_SOURCE EXTRACT_.
--
When it expires or how it may be revoked is left unsaid. In Hamdi v. Rumsfeld, a plurality of the Supreme Court, based on "longstanding law-of-war principles," took Congress's "grant of authority for the use of 'necessary and appropriate force'" in the AUMF to "include the authority to detain for the duration of the relevant conflict." Hamdi, 542 U.S. 507, 521 (2004) (plurality opinion); see also Aamer v. Obama, 742 F.3d 1023, 1041 (D.C. Cir. 2014) ("[T]his court has repeatedly held that under the [AUMF], individuals may be detained at Guantanamo so long as they are determined to have been part of Al Qaeda, the Taliban, or associated forces, and so long as hostilities are ongoing."). Congress later endorsed this understanding of respondents' detention power in the 2012 National Defense Authorization Act ("NDAA"), which authorized "[d]etention under the law of war without trial until the end of hostilities authorized by the [AUMF]." NDAA § 1021(c)(1).

B. Who Determines the End of Hostilities for the Purposes of AUMF Detention

Respondents maintain that determining when hostilities have ended is reserved for the political branches, and petitioner agrees that "a conflict is over when the President says it is over." Resp't's Opp'n 27; Pet'r's Mot. 6. So the question of who decides when hostilities have ended for the purposes of AUMF detention is not one the litigants dispute in this case—they merely differ on what, exactly, the President has decided.
--
_PROVIDED INFORMATION_.
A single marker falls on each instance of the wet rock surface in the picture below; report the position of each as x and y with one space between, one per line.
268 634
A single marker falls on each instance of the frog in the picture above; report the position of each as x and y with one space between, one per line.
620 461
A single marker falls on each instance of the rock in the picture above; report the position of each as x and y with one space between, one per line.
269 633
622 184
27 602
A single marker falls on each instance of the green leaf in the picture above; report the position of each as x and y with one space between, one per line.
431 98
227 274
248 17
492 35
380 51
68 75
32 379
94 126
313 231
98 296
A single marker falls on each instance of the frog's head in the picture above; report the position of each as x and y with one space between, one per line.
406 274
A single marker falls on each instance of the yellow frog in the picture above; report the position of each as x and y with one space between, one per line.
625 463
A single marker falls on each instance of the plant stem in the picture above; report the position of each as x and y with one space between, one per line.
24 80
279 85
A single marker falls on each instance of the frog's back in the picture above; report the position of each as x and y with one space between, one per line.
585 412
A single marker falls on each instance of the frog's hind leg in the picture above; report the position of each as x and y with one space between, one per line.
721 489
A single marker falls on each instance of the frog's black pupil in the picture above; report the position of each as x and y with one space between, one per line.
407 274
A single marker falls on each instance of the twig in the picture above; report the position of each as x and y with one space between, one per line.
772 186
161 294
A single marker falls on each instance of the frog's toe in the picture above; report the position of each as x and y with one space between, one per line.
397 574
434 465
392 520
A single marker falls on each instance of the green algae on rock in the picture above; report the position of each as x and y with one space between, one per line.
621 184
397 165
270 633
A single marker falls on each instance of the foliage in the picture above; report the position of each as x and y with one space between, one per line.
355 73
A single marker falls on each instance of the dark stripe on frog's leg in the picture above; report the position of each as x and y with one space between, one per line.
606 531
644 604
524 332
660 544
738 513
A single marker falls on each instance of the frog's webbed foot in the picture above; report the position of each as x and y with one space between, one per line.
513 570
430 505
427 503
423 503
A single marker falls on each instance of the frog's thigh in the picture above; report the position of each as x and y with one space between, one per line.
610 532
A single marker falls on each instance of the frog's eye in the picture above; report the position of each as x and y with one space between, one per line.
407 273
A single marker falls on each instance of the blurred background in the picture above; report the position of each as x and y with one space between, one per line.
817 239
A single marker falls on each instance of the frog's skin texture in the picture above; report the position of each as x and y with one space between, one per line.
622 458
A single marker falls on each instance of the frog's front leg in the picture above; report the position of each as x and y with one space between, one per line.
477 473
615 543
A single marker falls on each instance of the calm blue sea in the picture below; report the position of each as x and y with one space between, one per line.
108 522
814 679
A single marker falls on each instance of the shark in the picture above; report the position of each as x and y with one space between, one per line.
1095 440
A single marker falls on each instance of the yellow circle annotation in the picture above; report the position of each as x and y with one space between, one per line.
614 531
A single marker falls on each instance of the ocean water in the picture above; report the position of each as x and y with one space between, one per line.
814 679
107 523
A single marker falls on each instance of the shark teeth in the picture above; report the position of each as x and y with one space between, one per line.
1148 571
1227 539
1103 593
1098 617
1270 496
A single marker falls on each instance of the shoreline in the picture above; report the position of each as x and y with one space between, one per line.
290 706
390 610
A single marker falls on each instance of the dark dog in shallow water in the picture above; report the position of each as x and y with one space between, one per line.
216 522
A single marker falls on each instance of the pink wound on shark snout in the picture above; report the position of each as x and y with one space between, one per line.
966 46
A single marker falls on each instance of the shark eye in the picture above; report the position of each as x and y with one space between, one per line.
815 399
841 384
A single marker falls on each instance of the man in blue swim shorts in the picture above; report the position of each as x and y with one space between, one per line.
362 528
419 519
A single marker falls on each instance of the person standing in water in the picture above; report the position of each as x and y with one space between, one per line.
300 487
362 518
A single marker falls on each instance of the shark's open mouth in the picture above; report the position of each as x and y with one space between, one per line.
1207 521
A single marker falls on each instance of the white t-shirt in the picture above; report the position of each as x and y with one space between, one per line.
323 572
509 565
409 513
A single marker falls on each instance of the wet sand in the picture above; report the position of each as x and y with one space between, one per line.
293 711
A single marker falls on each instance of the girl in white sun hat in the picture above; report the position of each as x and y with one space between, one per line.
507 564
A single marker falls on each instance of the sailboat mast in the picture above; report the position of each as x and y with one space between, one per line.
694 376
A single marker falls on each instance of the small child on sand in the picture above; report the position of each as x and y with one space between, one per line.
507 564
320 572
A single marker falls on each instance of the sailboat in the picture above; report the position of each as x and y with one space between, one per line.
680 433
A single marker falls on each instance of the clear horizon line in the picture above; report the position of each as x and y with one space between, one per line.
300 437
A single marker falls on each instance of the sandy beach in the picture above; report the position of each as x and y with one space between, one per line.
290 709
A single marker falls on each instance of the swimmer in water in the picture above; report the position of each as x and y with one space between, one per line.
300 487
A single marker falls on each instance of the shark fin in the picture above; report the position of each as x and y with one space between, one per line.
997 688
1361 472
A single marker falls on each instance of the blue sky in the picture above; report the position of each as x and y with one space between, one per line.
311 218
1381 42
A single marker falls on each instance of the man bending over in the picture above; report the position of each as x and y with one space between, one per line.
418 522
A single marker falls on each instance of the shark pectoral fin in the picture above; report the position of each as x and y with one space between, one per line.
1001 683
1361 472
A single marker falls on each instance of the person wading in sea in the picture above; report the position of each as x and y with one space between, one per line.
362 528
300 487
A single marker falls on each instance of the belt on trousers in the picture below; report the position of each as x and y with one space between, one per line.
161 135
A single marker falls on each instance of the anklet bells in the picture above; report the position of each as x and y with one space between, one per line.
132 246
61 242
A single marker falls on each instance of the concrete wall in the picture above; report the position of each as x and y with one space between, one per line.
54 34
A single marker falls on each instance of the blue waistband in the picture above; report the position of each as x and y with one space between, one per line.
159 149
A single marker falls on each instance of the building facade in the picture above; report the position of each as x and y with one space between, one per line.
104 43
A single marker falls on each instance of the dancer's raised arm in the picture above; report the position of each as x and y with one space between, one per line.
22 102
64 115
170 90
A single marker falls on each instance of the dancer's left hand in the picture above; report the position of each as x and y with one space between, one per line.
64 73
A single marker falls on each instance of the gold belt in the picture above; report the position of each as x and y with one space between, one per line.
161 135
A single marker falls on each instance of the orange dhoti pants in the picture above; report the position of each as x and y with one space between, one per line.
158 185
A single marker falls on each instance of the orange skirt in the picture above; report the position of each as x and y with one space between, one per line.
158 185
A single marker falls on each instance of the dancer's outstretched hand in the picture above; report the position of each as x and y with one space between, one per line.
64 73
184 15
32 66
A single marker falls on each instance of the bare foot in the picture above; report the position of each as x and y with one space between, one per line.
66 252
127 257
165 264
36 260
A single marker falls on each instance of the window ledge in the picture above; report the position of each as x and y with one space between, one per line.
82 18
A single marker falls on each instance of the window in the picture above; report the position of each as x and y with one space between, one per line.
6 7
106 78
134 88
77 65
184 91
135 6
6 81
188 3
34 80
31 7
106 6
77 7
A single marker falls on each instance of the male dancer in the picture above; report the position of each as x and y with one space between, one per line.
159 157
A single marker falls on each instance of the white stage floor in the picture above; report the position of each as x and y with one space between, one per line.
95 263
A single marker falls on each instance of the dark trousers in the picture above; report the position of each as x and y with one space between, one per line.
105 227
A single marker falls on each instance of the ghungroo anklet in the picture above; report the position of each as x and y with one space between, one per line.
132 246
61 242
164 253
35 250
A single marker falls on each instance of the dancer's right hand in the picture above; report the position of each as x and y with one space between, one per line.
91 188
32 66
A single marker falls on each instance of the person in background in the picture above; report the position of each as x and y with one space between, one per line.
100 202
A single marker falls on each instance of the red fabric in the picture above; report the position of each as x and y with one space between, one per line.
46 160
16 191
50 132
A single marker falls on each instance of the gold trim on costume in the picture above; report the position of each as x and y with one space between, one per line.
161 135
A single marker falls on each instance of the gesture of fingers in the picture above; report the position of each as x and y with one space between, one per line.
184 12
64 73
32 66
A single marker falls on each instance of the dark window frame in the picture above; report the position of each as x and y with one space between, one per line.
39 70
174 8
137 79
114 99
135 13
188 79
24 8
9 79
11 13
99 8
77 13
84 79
--
_GIVEN EXERCISE_. Please copy the passage on detention under the AUMF, shown above, word for word from start to finish.

_EXERCISE ANSWER_.
When it expires or how it may be revoked is left unsaid. In Hamdi v. Rumsfeld, a plurality of the Supreme Court, based on "longstanding law-of-war principles," took Congress's "grant of authority for the use of 'necessary and appropriate force'" in the AUMF to "include the authority to detain for the duration of the relevant conflict." Hamdi, 542 U.S. 507, 521 (2004) (plurality opinion); see also Aamer v. Obama, 742 F.3d 1023, 1041 (D.C. Cir. 2014) ("[T]his court has repeatedly held that under the [AUMF], individuals may be detained at Guantanamo so long as they are determined to have been part of Al Qaeda, the Taliban, or associated forces, and so long as hostilities are ongoing."). Congress later endorsed this understanding of respondents' detention power in the 2012 National Defense Authorization Act ("NDAA"), which authorized "[d]etention under the law of war without trial until the end of hostilities authorized by the [AUMF]." NDAA § 1021(c)(1).

B. Who Determines the End of Hostilities for the Purposes of AUMF Detention

Respondents maintain that determining when hostilities have ended is reserved for the political branches, and petitioner agrees that "a conflict is over when the President says it is over." Resp't's Opp'n 27; Pet'r's Mot. 6. So the question of who decides when hostilities have ended for the purposes of AUMF detention is not one the litigants dispute in this case—they merely differ on what, exactly, the President has decided.